**Your objective:** Can you restate the lines of the entries below, word for word, from the first one through the line that includes "pixel 499 89"?
Data supplied below:
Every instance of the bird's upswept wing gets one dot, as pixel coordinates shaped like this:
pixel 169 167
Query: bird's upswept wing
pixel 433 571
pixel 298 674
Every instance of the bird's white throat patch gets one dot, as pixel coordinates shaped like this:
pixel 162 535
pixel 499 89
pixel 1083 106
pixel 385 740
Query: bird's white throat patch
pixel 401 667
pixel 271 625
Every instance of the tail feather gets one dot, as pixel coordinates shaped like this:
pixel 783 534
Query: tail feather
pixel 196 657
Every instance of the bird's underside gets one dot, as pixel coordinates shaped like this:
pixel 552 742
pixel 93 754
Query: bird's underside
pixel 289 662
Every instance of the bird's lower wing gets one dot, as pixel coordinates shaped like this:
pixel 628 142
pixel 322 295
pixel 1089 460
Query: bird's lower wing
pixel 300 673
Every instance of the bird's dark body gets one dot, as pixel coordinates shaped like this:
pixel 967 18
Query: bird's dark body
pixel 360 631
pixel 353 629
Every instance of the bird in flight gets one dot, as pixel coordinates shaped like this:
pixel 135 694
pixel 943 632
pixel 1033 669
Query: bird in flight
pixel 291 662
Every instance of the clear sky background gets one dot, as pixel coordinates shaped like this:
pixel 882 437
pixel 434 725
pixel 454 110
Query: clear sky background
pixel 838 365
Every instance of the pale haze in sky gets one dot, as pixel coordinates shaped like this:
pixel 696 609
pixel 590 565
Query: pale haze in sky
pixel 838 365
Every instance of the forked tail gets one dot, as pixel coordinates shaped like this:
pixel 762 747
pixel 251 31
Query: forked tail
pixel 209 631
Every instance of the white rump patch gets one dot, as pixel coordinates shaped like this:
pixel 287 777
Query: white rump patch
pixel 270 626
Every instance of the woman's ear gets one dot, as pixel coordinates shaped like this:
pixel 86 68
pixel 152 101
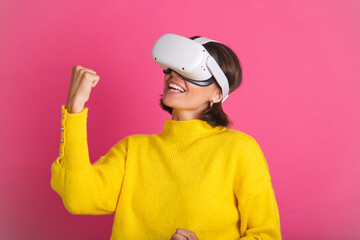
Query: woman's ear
pixel 217 97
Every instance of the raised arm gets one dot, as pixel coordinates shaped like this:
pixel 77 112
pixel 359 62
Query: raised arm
pixel 86 188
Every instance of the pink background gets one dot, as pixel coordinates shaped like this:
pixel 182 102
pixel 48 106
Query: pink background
pixel 299 99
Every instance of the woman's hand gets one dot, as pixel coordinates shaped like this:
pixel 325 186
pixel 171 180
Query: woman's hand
pixel 82 81
pixel 183 234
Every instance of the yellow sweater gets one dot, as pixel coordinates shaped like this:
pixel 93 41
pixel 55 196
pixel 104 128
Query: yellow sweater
pixel 212 181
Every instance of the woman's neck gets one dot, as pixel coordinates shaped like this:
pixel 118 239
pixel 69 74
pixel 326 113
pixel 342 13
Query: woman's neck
pixel 185 114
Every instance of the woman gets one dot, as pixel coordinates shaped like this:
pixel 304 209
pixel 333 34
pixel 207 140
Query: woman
pixel 196 179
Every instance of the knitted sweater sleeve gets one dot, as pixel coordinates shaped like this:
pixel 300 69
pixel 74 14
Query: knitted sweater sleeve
pixel 256 198
pixel 86 188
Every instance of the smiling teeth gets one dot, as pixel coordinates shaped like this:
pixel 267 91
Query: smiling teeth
pixel 176 87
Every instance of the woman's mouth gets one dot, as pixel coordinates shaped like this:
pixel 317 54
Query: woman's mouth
pixel 173 88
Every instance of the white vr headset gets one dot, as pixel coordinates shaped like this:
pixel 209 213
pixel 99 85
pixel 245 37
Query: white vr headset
pixel 190 60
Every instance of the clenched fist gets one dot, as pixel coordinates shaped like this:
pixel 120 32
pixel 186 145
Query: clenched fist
pixel 82 81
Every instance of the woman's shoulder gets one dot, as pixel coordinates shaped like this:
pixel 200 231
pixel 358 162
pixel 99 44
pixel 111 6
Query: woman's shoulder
pixel 237 135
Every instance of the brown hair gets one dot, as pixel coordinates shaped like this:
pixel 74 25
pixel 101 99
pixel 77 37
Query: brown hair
pixel 230 65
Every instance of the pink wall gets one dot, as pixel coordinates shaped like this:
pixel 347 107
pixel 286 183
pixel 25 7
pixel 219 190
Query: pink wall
pixel 299 99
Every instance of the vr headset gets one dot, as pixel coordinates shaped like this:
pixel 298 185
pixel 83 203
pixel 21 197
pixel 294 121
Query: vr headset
pixel 190 60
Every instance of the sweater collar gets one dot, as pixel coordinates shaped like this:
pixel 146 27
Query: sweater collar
pixel 188 129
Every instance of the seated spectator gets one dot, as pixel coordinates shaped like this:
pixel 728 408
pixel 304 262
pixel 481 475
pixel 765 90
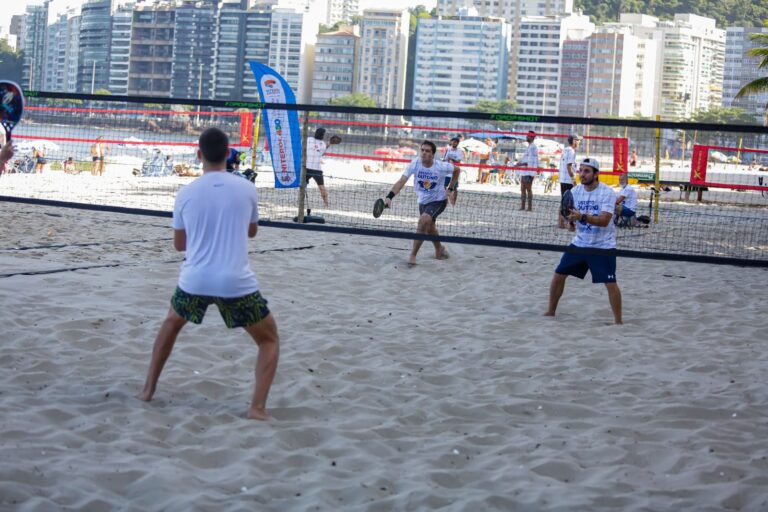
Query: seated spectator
End of Data supplied.
**Your response:**
Every instance of the bird's upswept wing gets one dot, as pixel coordinates shaped like this:
pixel 169 167
Query: bird's upswept wing
pixel 433 571
pixel 298 674
Every instance of the bird's white throat patch gets one dot, as pixel coordinates shaped like this:
pixel 162 535
pixel 499 89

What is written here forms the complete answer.